=== Exercise ===
Set down, word for word, the part of the project description below on clustering negative Google Play reviews, starting with "It's up to you" and going on through "are provided below.".

* Start Source extract *

Skip to content

As a Data Scientist working for a mobile app company, you usually find yourself applying product analytics to better understand user behavior, uncover patterns, and reveal insights to identify the great and not-so-great features. Recently, the number of negative reviews has increased on Google Play, and as a consequence, the app's rating has been decreasing. The team has requested you to analyze the situation and make sense of the negative reviews.

It's up to you to apply K-means clustering from scikit-learn and NLP techniques through NLTK to sort text data from negative reviews in the Google Play Store into categories!

The Data

A dataset has been shared with a sample of reviews and their respective scores (from 1 to 5) in the Google Play Store. A summary and preview are provided below.

* End Source extract *
* Start Data listing *

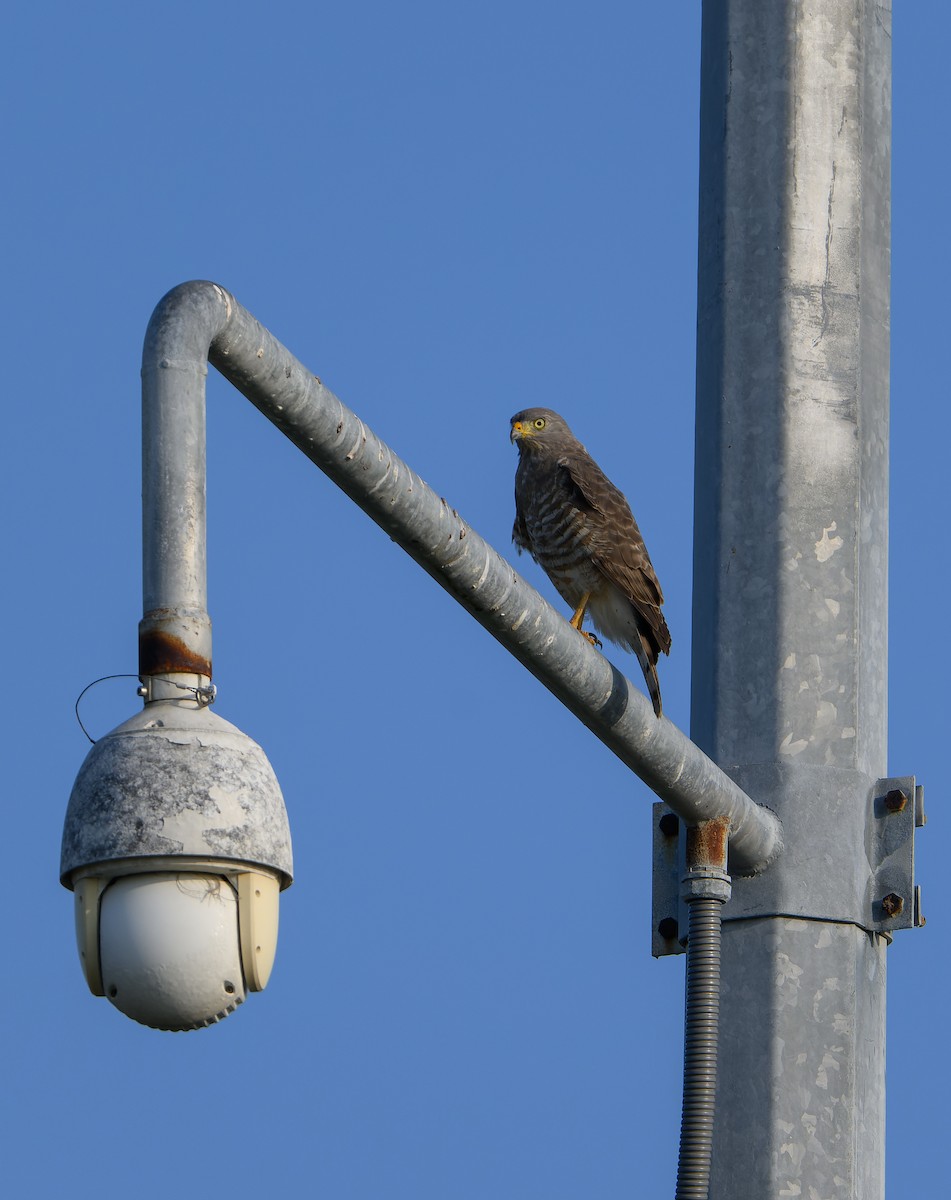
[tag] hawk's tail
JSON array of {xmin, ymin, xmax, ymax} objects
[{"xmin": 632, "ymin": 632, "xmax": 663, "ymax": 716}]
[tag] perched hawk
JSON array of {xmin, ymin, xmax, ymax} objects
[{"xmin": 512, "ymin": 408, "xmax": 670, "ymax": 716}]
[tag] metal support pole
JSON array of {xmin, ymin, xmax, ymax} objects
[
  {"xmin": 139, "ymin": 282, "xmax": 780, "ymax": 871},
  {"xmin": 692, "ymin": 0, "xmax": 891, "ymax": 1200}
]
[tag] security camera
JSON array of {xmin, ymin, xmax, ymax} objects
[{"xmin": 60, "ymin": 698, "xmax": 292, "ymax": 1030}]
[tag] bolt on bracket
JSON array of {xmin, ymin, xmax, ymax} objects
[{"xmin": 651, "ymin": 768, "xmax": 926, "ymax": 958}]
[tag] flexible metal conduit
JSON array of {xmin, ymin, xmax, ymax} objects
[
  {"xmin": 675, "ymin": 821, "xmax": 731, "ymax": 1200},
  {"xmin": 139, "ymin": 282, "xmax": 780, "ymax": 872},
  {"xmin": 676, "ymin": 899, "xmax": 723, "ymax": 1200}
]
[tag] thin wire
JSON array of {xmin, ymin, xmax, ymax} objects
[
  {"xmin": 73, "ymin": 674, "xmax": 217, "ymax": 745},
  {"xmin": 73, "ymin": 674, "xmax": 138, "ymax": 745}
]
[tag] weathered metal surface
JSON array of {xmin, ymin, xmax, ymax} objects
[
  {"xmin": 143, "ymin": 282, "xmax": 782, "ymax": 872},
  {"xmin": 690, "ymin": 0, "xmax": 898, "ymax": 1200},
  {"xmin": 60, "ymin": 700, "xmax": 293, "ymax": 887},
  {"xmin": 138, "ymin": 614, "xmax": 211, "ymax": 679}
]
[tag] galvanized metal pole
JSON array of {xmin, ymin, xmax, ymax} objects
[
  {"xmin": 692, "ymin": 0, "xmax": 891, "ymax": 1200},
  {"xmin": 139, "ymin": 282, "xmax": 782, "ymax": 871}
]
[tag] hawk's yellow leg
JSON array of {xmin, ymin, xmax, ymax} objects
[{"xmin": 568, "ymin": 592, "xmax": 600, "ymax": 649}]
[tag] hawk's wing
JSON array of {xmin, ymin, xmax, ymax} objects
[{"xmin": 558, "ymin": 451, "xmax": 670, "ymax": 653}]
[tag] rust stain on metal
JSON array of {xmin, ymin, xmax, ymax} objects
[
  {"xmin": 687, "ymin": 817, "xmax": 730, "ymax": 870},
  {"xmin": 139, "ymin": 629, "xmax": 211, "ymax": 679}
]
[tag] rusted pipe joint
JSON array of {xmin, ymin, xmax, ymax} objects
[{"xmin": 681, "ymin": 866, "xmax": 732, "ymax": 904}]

* End Data listing *
* Start Data listing *

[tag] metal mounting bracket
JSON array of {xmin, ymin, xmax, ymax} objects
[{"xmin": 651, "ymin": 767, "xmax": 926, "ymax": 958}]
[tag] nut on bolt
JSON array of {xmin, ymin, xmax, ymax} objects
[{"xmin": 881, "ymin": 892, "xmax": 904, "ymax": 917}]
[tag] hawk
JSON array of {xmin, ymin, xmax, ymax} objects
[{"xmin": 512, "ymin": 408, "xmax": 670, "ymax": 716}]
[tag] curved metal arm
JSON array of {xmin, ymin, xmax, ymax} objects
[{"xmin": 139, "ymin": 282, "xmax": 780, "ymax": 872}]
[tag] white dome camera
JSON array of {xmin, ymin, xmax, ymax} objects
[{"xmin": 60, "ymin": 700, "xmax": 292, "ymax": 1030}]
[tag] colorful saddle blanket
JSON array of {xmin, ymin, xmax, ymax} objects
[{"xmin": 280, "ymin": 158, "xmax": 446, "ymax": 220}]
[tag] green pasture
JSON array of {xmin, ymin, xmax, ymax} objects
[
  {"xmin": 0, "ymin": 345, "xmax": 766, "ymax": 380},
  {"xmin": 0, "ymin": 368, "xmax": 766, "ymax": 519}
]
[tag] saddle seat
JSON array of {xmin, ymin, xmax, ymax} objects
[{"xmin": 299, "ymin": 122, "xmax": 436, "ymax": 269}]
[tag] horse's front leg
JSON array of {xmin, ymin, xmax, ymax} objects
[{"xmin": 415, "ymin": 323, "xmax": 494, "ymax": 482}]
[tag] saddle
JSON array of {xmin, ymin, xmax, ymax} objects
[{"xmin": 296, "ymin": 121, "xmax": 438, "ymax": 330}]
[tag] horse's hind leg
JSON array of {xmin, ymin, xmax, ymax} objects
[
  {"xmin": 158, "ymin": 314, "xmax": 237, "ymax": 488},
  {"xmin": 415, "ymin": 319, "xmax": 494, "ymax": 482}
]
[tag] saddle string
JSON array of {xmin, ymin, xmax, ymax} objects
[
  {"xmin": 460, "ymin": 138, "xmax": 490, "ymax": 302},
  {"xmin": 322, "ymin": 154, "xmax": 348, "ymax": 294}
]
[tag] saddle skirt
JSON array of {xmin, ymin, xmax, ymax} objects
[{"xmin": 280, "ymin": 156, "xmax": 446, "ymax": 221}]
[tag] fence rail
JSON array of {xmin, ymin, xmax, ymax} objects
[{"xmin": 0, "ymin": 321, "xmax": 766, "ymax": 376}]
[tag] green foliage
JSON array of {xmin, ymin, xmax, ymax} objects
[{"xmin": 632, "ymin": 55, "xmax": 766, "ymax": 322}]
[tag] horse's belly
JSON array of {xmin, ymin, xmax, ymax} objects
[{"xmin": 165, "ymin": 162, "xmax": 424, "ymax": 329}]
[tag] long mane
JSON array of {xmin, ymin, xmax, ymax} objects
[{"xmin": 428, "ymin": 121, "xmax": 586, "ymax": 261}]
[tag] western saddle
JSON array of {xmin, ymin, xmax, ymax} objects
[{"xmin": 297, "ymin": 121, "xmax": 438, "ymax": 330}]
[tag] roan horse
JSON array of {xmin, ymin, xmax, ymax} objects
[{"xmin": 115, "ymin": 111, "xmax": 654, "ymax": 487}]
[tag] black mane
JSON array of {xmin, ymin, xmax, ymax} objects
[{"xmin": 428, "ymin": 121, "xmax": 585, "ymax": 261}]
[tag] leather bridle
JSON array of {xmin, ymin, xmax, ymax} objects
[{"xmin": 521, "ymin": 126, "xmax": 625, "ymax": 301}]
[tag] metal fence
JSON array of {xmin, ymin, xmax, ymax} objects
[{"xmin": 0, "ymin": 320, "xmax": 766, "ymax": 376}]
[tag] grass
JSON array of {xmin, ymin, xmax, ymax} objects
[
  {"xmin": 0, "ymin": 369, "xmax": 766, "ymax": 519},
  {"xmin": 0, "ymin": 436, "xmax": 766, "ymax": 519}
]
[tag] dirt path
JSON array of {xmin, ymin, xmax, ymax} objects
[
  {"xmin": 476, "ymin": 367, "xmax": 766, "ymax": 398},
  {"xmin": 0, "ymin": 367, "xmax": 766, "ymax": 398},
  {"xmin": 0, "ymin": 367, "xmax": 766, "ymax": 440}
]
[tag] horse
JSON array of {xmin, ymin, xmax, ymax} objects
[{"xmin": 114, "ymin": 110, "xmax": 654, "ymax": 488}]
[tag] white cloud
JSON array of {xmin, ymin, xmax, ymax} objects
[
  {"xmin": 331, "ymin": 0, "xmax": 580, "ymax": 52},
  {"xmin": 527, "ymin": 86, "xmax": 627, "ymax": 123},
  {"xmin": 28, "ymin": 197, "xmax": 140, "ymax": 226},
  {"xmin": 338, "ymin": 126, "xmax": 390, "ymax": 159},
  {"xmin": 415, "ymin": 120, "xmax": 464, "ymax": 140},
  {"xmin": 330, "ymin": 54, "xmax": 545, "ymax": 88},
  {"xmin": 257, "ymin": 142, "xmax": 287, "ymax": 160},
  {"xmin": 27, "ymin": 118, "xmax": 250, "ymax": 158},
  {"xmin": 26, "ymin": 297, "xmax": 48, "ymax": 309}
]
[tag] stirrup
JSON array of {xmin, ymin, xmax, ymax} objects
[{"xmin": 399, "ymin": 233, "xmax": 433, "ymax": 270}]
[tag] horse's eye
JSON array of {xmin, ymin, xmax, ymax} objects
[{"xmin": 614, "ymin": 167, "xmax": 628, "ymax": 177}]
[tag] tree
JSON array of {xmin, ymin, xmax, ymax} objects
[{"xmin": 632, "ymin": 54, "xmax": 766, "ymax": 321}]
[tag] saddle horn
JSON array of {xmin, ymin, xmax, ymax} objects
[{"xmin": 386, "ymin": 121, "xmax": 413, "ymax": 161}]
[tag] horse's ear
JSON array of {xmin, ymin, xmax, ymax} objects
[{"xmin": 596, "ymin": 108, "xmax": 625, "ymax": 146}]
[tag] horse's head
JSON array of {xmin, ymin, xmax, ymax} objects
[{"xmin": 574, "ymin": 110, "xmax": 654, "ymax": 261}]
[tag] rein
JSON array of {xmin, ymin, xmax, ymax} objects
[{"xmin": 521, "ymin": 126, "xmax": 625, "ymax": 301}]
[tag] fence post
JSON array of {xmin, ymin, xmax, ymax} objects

* End Data listing *

=== The answer ===
It's up to you to apply K-means clustering from scikit-learn and NLP techniques through NLTK to sort text data from negative reviews in the Google Play Store into categories!

The Data

A dataset has been shared with a sample of reviews and their respective scores (from 1 to 5) in the Google Play Store. A summary and preview are provided below.